*** TASK INPUT Section Begins ***

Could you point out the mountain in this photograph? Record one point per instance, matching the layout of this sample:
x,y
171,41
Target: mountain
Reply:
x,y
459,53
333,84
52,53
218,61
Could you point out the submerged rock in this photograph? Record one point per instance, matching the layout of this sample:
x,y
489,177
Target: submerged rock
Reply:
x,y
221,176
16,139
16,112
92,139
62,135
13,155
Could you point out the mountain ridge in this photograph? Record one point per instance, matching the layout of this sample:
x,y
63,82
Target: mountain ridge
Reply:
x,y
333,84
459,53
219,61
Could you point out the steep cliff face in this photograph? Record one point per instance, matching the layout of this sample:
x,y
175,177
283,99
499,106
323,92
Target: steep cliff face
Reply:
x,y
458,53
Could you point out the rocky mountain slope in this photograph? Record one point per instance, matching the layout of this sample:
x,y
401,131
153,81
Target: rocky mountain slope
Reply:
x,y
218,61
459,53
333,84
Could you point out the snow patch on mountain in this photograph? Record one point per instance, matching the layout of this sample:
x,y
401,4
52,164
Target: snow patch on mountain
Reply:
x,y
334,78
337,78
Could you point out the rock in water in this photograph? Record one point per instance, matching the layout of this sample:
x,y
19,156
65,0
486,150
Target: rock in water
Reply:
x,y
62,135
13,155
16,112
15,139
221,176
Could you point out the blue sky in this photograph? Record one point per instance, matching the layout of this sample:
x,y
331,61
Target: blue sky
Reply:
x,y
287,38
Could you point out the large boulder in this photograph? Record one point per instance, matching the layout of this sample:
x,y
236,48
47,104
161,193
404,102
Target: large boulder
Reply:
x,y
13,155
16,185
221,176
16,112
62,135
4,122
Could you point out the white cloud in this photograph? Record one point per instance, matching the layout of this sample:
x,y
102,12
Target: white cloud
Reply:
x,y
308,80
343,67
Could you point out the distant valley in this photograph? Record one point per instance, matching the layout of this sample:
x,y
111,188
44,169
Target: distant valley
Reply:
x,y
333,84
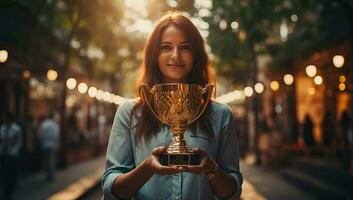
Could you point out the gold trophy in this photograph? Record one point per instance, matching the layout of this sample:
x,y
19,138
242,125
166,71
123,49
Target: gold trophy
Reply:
x,y
177,105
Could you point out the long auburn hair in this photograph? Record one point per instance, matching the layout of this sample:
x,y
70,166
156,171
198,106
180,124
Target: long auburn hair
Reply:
x,y
201,73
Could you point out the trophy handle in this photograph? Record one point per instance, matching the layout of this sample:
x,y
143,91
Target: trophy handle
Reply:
x,y
207,89
147,93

*** TASK INPUT Section Ends ***

(WHAT IS NEEDED) The preceding entries are to be returned verbatim, with every picture excluded.

(EXERCISE SOLUTION)
Could you point out the mountain in this photograph? Record one point per instance, matching the layout of this sample:
x,y
171,41
Target: mountain
Reply:
x,y
459,53
333,84
52,53
218,61
Could you point out the submerged rock in this photograph? Record one point per instance, matching the layout of this sample:
x,y
489,177
Target: submerged rock
Reply:
x,y
221,176
16,139
16,112
92,139
62,135
13,155
Could you point out the mountain ridge in this photograph? Record one point per instance, matching the layout of this sample:
x,y
63,82
Target: mountain ridge
Reply:
x,y
333,84
459,53
219,61
Could you point out the steep cliff face in this photograph? Record one point per instance, matching the layout of this sample:
x,y
175,177
283,99
499,106
323,92
Target: steep cliff face
Reply:
x,y
458,53
Could you point out the rocky mountain slope in this photograph? Record one point per instance, matching the layout of this sample:
x,y
401,131
153,81
Target: rocky mountain slope
Reply:
x,y
218,61
459,53
333,84
Could you point out the snow patch on mountain in this photograph? Record one point per instance, matching the layout of this sample:
x,y
401,4
52,164
Target: snow patch on mountain
Reply:
x,y
334,78
337,78
Could you point out the rock in water in this photograph? Record one point per instance, matching the layout of this sample:
x,y
19,156
65,0
486,150
Target: rock in water
Reply:
x,y
62,135
13,155
16,112
15,139
221,176
Could you point out the blue sky in this photograph? Record one point per instance, matching the layout of this sample:
x,y
331,61
Target: blue sky
Reply:
x,y
287,38
Could you point out the large boulder in this photograph? Record one point per instance, matching the layout of this sample:
x,y
236,48
47,104
161,193
404,102
Target: large boulder
Reply:
x,y
13,155
16,185
221,176
16,112
62,135
4,122
Could you point out the white cloud in this photograph? Record one point per instance, matching the layout of this sample:
x,y
102,12
Target: white cloud
Reply:
x,y
308,80
343,67
Could you point out the distant valley in this photograph? Record one point per instance, matching the layout of this sample:
x,y
111,188
44,169
Target: distant valley
Reply:
x,y
333,84
Could you point out the gold trophy in this photograph? Record one point per instance, matching the layout of this sample:
x,y
19,138
242,125
166,71
123,49
Target: gold trophy
Reply:
x,y
177,105
Could you point out the long auburn hair in this photograph? Record one point per instance, matching the layout of this sample:
x,y
70,166
156,171
198,106
180,124
Target: long auburn hair
Reply:
x,y
201,73
Could you point out the trophy handle in this photograph? Record one point per instance, matching the layout of this sample:
x,y
143,91
Target: trophy handle
Reply:
x,y
207,89
147,93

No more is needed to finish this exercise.